─── TEXTE EXTRAIT ───

Prendre en compte la biodiversité dans tous les projets d'aménagement

Par Véronique Hollander • 1. Les fiches techniques • Mercredi 02/07/2014 • 0 commentaires • Version imprimable

1. Définition :

La biodiversité, c'est la diversité des espèces vivantes (micro-organismes, végétaux, animaux) présentes dans un milieu.
Elle se réfère à des notions telles que la complexité, la quantité, la rareté, la fréquence, la variabilité, l'appartenance d'une espèce à un milieu ou son exotisme par rapport à ce milieu. 
Elle recouvre autant la variété d'espèces différentes que la variété à l'intérieur d'une même espèce ou d'un même genre. Le nombre d'individus dans chaque espèce et sous-espèce a également une forte importance, en matière de biodiversité.



2.
Pourquoi s’en préoccuper ?
 
En quoi est-ce utile de se préoccuper de la biodiversité à l'échelle d'un seul projet d'urbanisation ? 
Votre réaction à l'enquête publique sera prise en compte lors de l'instruction de ce dossier ponctuel. Peut-être votre argumentaire en faveur de la biodiversité sera-t-il rejeté comme sans fondement sous prétexte que le site ne présente aucun intérêt sur le plan de la biodiversité ? Cela risque d'ariver.

Pourtant, votre argumentaire en faveur de la biodiversité a un fondement et, malheureusement, toute sa raison d'être, même si le site concerné par le projet est effectivement peu riche en espèces. En Wallonie, si plus de 30 % des espèces animales et végétales recensées sont menacées de disparition et près de 10% ont déjà disparu du territoire, c'est précisément parce qu'on ne se rend pas compte que ces espèces en danger dépendent de toutes les autres. Il reste du chemin à parcourir pour convaincre que la biodiversité se construit sur des écosystèmes en apparence banals.

─── JEU DE DONNÉES ───

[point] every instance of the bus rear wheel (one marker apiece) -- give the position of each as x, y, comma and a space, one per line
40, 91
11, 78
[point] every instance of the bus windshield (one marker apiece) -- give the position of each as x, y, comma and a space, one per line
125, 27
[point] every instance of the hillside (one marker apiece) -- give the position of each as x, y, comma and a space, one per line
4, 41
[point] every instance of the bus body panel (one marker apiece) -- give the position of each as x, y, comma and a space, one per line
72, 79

───
─── JEU DE DONNÉES ───

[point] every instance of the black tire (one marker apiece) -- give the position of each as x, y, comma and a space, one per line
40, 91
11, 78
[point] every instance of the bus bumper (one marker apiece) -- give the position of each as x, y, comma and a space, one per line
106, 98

───

*LISTE DES CONSIGNES*
**A.** D'après le texte sur la biodiversité, quelle part des espèces animales et végétales recensées en Wallonie est menacée de disparition ?
**B.** Les affirmations suivantes s'accordent-elles avec le texte sur la biodiversité ? (i) La biodiversité couvre aussi la variété à l'intérieur d'une même espèce. (ii) Près de 10 % des espèces recensées en Wallonie ont déjà disparu du territoire. (iii) Le nombre d'individus dans chaque espèce compte peu pour la biodiversité.
**C.** Prolongez le texte sur la biodiversité après sa dernière phrase.
Les lignes ne servent pas pour répondre.

*RÉSULTATS DE L'EXERCICE*
**A.** Plus de 30 %.

**B.**
(i) Oui : « Elle recouvre autant la variété d'espèces différentes que la variété à l'intérieur d'une même espèce ou d'un même genre. »
(ii) Oui : « près de 10% ont déjà disparu du territoire »
(iii) Non : « Le nombre d'individus dans chaque espèce et sous-espèce a également une forte importance »

**C.**
La nature ordinaire, c'est à dire les animaux et les plantes que nous voyons souvent, font aussi partie de la biodiversité. Quand ils ont tendance à se faire rares par endroits, comme les moineaux à l'heure actuelle, nous prenons tout à coup conscience qu'aucune espèce, aucun individu, n'est "acquis". Chaque maillon protège la chaîne tout entière.

L'une des premières causes d'apauvrissement de la diversité et de la baisse du nombre d'individus est la SIMPLIFICATION des espaces, que ce soit par l'urbanisation - notamment 
le tracé de voies de communication carrossables - ou par la mise en culture sous forme d'exploitations monospécifiques. 

Exemple : Une pelouse uniforme est un milieu hostile à la biodiversité, à plus forte raison si on la tond fréquemment, qu'on la pulvérise de pesticides et qu'on l'enrichit d'engrais.

Le Rapport sur l'état de l'environnement wallon n'est pas optimiste en matière de biodiversité : la plupart des indicateurs sont très négatifs.

https://www.wallonie.be/fr/publications/rapport-sur-letat-de-lenvironnement-wallon-2017  (à télécharger sans délai, ce sera votre livre de chevet !)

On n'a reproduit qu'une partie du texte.